▶ [Travail à faire]
A. D'après l'extrait, sur quelles directions les trois officiers se sont-ils répartis après s'être détachés à Sarrebruck ?
B. Transcrivez le passage de l'extrait situé entre « Le général HUNTZIGER » et « Vosges, Boulay . », ces deux bornes comprises.

▶ [Extrait]
□ □ □ □

J'ai mis celui-ci au courant de la situation, lui indiquant l'ignorance
dans laquelle on m'avait laissé et lui faisant part de l'impression que
j'avais à savoir que les ouvrages qui résistaient devaient être plus
nombreux qu'on n'avait pu le croire tout d'abord.
Le général HUNTZIGER s'est heurté le 28 soir et le 29 à un refus
catégorique de la Délégation allemande (lettre jointe): il est à noter
que dans cette lettre la question des ouvrages à l'Ouest de la Moselle
est signalée comme réglée sans difficulté .
Le 30 nous partions, en nous détachant à SARREBRUCK, le
Lieutenant-colonel du SOUZY, le Lieutenant colonel SIMON et moi, chacun
sur une des directions indiquées: Rhin, Vosges, Boulay .
Chacun de nous a rempli de son mieux le devoir qui lui était assigné
auprès des Commandants de groupe d'ouvrages: ce ne fut pas sans certaines
difficultés et des propos quelquefois véhéments que nous avons pu
convaincre certains officiers que, quelle que soit l'injustice des mesures
prises, il n'y avait qu'à obéir .

□ □ □ □

▶ [Lignes fournies]
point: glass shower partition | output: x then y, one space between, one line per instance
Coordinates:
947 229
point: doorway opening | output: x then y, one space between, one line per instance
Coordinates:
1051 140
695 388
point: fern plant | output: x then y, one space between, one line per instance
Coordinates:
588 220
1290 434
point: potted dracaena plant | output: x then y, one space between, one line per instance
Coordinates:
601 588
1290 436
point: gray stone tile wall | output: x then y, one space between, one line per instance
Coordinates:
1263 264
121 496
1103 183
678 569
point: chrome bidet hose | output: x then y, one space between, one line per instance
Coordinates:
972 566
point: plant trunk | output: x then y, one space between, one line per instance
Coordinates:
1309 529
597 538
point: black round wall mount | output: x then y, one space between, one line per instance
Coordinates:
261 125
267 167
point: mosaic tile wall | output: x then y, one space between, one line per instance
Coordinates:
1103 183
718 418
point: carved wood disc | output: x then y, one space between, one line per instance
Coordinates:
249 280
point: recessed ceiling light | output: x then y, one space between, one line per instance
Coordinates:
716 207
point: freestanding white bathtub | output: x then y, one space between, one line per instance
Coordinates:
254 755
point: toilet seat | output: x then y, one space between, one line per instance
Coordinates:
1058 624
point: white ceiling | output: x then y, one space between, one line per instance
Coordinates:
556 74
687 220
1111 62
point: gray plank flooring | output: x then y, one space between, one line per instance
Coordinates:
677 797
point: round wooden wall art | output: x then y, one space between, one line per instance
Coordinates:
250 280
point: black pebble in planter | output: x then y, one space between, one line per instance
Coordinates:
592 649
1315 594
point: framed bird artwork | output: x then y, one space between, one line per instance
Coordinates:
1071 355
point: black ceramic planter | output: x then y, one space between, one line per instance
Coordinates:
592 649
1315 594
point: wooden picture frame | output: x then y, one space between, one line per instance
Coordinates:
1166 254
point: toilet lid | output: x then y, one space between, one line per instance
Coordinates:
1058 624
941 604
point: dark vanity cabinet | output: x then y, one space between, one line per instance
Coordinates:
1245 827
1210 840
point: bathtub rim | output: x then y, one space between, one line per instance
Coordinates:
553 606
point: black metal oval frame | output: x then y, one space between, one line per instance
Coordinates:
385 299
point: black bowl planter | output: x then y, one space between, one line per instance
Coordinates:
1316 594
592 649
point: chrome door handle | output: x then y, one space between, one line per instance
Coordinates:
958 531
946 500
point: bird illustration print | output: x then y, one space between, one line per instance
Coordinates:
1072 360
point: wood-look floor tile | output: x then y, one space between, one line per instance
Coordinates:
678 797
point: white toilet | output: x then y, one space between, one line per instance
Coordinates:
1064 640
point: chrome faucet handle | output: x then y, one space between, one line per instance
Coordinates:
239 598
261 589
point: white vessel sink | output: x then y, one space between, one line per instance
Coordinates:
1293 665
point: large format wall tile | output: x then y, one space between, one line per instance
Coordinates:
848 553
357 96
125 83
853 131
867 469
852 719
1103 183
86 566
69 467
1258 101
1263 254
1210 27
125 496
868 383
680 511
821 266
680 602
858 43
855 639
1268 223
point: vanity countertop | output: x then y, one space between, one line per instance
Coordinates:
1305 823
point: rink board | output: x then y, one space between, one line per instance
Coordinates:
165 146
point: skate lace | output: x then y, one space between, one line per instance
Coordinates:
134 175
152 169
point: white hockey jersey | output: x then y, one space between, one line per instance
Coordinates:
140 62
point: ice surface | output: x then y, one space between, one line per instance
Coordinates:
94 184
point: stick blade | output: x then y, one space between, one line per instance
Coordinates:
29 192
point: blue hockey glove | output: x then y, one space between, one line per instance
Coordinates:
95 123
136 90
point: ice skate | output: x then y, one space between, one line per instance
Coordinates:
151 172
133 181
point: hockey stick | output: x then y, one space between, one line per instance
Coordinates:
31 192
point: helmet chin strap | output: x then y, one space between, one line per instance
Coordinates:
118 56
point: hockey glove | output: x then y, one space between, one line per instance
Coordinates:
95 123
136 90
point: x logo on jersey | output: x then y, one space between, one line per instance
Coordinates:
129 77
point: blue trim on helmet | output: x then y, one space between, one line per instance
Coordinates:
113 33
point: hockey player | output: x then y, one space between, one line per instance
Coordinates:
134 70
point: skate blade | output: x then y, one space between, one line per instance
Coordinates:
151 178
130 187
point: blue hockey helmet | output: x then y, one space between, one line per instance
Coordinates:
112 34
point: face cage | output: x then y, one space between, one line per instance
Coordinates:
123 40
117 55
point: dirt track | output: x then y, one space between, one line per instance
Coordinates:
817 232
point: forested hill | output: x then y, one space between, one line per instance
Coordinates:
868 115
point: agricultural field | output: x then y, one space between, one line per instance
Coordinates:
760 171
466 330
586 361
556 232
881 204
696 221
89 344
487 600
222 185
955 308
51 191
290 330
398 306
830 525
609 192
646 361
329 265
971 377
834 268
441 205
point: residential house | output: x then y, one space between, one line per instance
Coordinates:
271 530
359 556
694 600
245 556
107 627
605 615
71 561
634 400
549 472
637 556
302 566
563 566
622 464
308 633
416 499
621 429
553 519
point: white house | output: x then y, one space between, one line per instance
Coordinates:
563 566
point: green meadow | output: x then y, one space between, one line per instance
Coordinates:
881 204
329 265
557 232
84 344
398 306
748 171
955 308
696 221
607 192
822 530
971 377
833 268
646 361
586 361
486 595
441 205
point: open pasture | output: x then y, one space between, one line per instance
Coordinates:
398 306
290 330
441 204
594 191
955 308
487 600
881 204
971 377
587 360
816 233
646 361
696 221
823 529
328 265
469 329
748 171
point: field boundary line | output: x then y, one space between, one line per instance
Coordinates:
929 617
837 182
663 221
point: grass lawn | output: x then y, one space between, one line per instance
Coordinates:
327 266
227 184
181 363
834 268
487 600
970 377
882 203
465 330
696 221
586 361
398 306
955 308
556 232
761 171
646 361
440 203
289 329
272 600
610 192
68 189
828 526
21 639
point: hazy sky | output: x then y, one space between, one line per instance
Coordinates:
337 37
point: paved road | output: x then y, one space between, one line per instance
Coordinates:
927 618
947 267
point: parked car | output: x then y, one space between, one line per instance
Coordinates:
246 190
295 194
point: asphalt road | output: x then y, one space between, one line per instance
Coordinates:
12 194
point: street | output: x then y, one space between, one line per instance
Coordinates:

□ □ □ □

▶ [Corrigé par consigne]
A. Sur le Rhin, les Vosges et Boulay.

B.
Le général HUNTZIGER s'est heurté le 28 soir et le 29 à un refus
catégorique de la Délégation allemande (lettre jointe): il est à noter
que dans cette lettre la question des ouvrages à l'Ouest de la Moselle
est signalée comme réglée sans difficulté .
Le 30 nous partions, en nous détachant à SARREBRUCK, le
Lieutenant-colonel du SOUZY, le Lieutenant colonel SIMON et moi, chacun
sur une des directions indiquées: Rhin, Vosges, Boulay .